Data extracts: Begin

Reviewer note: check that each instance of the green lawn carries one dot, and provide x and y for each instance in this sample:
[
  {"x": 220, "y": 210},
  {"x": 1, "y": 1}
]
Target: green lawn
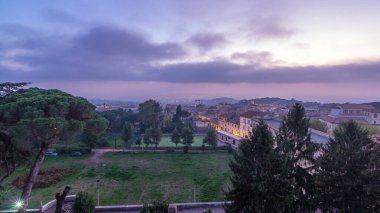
[{"x": 140, "y": 178}]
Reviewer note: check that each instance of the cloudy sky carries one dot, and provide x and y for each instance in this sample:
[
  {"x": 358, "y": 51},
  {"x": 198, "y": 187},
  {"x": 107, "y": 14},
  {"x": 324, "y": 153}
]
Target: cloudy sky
[{"x": 323, "y": 50}]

Data extracts: End

What is being asked »
Write out all the entries exactly, except for the pictures.

Output of the exercise »
Reviewer note: check that each instance of the green lawn carries one dot, and provide x and y for each instance in this sample:
[
  {"x": 220, "y": 210},
  {"x": 1, "y": 1}
]
Target: green lawn
[{"x": 140, "y": 178}]
Reviewer note: check that each instance of the cloudy sky carries one dot, and provide x and y for each instance in this sample:
[
  {"x": 358, "y": 51},
  {"x": 198, "y": 187},
  {"x": 107, "y": 14},
  {"x": 324, "y": 153}
]
Target: cloudy sky
[{"x": 323, "y": 50}]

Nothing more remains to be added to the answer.